• **Reading passage**:
##############################

Anthropic — LLMClient.anthropic(...) — cloud¶
LLMClient.anthropic(
model="claude-sonnet-4-6",
api_key=None, # falls back to ANTHROPIC_API_KEY env
base_url=None,
cache=False, # enable prompt-cache pass-through
retry=None, # RetryPolicy override
timeout=30.0,
)
Wraps the optional anthropic
SDK. Not installed by default — declare the extra:
If the SDK is missing, LLMClient.anthropic() raises TrailsError
with the install hint — no opaque ImportError leaks from module import.
Mock — LLMClient.mock(...) — tests¶
LLMClient.mock(
response="canned reply", # str or Callable[[list[Message]], str]
usage=None, # optional LLMUsage override
cost_usd=0.0,
stop_reason="end_turn",
fail_first=0, # first N calls raise transient error
)
Use in unit tests. A callable response receives the assembled message
list, letting tests assert prompt composition.
Shared call shape¶
resp = client.complete(
messages=[Message(role="user", content="...")],
max_tokens=1024,
temperature=0.0,
stop=None, # optional list of stop sequences
ctx=ctx, # optional; enables cost + prov integration
)
messages also accepts plain dicts ({"role": ..., "content": ...});
they are normalized to Message. Empty lists and unknown role strings
raise TrailsError.

##############################

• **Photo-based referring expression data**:
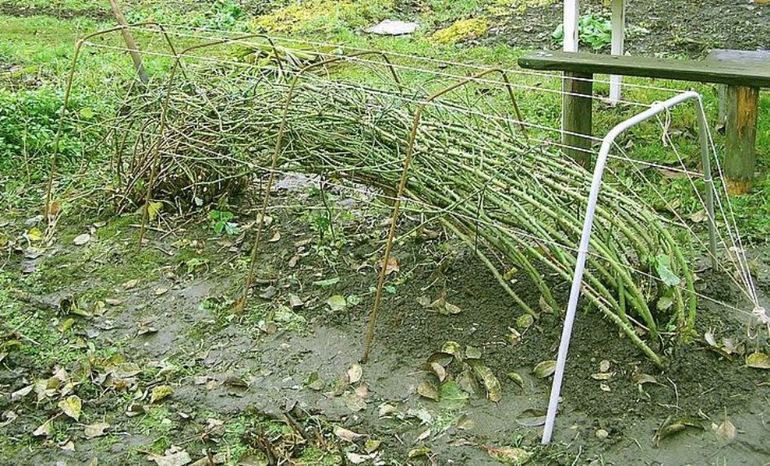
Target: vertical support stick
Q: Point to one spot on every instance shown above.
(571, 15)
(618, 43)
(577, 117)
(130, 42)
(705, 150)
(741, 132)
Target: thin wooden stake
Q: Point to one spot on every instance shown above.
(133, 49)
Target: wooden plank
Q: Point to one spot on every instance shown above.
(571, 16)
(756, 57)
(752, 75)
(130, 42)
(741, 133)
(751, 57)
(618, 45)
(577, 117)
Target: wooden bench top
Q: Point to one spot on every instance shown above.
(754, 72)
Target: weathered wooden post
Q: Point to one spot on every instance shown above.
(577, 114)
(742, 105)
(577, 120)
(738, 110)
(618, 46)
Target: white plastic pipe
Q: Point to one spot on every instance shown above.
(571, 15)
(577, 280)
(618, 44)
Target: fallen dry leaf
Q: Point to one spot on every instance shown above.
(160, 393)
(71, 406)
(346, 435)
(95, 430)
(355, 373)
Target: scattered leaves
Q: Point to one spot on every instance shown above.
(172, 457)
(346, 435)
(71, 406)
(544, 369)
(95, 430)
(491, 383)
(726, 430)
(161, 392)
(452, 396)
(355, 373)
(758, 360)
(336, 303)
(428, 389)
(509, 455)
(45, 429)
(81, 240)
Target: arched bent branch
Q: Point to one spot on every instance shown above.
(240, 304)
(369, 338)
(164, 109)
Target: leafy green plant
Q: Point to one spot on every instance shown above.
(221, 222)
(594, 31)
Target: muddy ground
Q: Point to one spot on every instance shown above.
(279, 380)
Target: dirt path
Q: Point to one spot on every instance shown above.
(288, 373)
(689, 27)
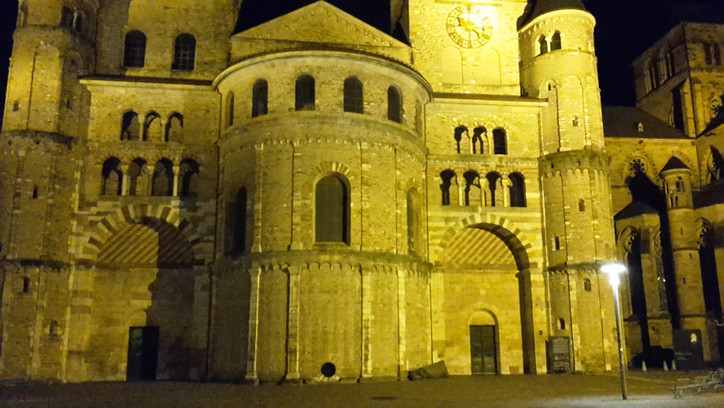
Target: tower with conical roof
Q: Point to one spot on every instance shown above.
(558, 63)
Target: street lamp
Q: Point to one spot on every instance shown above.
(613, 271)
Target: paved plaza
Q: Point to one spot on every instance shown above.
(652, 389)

##############################

• **Problem set**:
• A. List every parameter that the client documentation shows for LLMClient.mock.
• B. Edit the client documentation from "Use in unit" through "raise TrailsError.", replacing "normalized" with "converted".
• C. Please continue the client documentation from its final sentence.

• **Written responses**:
• A. response, usage, cost_usd, stop_reason, fail_first

• B.
Use in unit tests. A callable response receives the assembled message
list, letting tests assert prompt composition.
Shared call shape¶
resp = client.complete(
messages=[Message(role="user", content="...")],
max_tokens=1024,
temperature=0.0,
stop=None, # optional list of stop sequences
ctx=ctx, # optional; enables cost + prov integration
)
messages also accepts plain dicts ({"role": ..., "content": ...});
they are converted to Message. Empty lists and unknown role strings
raise TrailsError.

• C.
LLMResponse fields: text, usage (LLMUsage with
prompt_tokens / completion_tokens / total_tokens), model,
stop_reason, cost_usd, cache_hit, and an opaque raw.
Messages & Session¶
Message(role, content, cache=False) — frozen dataclass, role is one of
system, user, assistant. cache=True is a per-message flag for
Anthropic prompt caching; see below.
For chat, ReAct, and multi-turn work, use Session from
trails.agent.context:
from trails.agent.context import Session
sess = Session(principal="did:local:alice", max_tokens=32_000, pin_head=1)
sess.append("system", "You are a helpful analyst.")
sess.append("user", "Summarize Q1 filings for SKU-7.")
resp = client.complete(
messages=[Message(role=m.role, content=m.content) for m in sess.messages()],
ctx=ctx,
)
sess.append("assistant", resp.text)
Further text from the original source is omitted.